▸ **WORK REQUEST 1**: In the passage on productivity and positivity, what do organizations with high productivity and positivity need to embrace and learn from?
▸ **WORK REQUEST 2**: Write the next part of the passage on productivity and positivity, starting right after its last sentence.

Organizations with low productivity, yet high positivity may have laid the groundwork by developing an upbeat, light-as-a-cloud work environment, but need to take course correction soon by instituting productivity goals; performance metrics; clearly articulating expectations; and identifying team leaders to motivate, inspire, and act as role models. Left unchecked, the corporate coffin will be carried to the grave by happy, unemployed pallbearers.
Those blessed organizations with high productivity and positivity are destined for greatness. To maintain the spirit of success they must loosen the corporate reins on their stallions and offer the freedom to run full bore. They must systematize and automate operations when possible, and celebrate success often. More importantly, however, they must embrace and learn from their failures. Leaders who have identified those elements of their organization’s culture that have contributed to success, and then ensured they are ingrained in the corporate DNA, are more likely to defy the odds and secure enduring success. Sounds great, right?”

▸ **MATERIAL PROVIDED**:
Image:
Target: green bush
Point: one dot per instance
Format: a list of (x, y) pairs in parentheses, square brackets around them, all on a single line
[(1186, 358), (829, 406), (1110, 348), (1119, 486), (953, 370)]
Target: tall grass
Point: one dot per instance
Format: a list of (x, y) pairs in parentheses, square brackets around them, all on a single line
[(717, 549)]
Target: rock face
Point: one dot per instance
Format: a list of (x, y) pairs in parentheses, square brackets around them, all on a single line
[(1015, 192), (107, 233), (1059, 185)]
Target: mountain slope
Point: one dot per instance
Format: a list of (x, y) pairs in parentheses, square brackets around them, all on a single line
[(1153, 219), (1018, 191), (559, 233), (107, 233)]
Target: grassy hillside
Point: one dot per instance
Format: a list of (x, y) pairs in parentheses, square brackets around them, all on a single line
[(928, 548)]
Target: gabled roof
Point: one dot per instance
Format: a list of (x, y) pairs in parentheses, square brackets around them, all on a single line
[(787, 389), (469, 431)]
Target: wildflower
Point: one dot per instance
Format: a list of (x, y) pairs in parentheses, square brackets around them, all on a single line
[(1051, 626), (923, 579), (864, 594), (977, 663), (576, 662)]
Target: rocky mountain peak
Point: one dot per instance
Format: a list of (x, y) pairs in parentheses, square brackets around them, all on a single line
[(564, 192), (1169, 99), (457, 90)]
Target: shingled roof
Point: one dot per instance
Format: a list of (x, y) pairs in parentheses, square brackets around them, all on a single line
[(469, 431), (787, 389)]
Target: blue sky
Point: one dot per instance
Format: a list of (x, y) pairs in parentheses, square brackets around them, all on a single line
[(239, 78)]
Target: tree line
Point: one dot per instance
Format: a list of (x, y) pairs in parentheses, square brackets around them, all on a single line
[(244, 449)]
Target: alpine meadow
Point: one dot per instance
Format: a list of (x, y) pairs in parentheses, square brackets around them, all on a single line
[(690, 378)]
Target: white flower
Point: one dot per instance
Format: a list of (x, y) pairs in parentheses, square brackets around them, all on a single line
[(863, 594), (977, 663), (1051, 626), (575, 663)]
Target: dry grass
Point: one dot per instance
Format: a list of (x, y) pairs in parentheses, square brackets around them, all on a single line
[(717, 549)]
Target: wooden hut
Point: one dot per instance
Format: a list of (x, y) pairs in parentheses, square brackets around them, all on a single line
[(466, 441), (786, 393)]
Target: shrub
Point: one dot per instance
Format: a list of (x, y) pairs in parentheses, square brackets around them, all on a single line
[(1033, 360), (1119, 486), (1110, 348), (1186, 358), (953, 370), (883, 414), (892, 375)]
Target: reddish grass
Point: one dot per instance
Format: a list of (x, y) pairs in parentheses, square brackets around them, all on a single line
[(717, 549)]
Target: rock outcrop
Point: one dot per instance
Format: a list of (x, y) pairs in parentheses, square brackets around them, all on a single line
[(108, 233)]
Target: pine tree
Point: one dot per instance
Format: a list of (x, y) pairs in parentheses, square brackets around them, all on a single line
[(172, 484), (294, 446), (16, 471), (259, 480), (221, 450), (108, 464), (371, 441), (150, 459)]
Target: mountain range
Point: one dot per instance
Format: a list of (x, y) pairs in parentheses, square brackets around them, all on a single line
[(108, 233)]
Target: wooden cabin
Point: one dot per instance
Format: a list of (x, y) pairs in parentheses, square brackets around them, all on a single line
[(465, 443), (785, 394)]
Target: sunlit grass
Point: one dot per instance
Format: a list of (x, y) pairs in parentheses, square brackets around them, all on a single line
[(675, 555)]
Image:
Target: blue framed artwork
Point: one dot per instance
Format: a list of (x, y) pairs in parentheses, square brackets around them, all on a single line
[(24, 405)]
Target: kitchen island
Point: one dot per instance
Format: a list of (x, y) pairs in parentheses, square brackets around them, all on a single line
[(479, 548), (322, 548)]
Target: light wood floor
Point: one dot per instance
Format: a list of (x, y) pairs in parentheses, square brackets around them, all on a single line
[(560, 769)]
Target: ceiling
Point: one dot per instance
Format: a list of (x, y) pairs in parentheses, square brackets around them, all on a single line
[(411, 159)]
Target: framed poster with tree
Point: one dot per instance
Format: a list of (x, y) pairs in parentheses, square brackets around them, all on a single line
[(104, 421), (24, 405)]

▸ **WRITTEN REPLY 1**: Their failures.

▸ **WRITTEN REPLY 2**:
I did eventually learn from the two examples I set earlier. After I had a paradigm shift and learned that being hard-nosed would get me nowhere, I learned something important: Productivity begins with hiring the right person. I’ve believed, at least in the recent years of my career that a leader’s role is largely in a support capacity. I try to find those with good character, then make sure they’re well taken care of and given everything they need. I often ask employees if they’re comfortable, if they have everything they need, and if there’s anything I can do to help. I’m often asked the same by my boss. I often wonder how those situations I mentioned earlier would have ended up had I taken this approach with those “trouble” employees. When I look back, I can’t help but feel that the loss in producitivity and toxic attitude was on my shoulders to fix.
The result is the best working environment I’ve experienced. People missing work is largely an anomaly. Sick days are practically non-existent. People laugh, enjoy themselves, are passionate, respectful, and professional. We take pride in our work and love to learn about better ways to do it.
Having said all this, problems do arise. In a later blog post, I will talk about addressing issues in a respectful manner. Let me just say that when problems do arise, they’re easily remedied in an atmosphere of mutual respect. We’re eager to fix our flaws as employees. We’re eager to coach to make each other better. We want to be better, we believe we can be.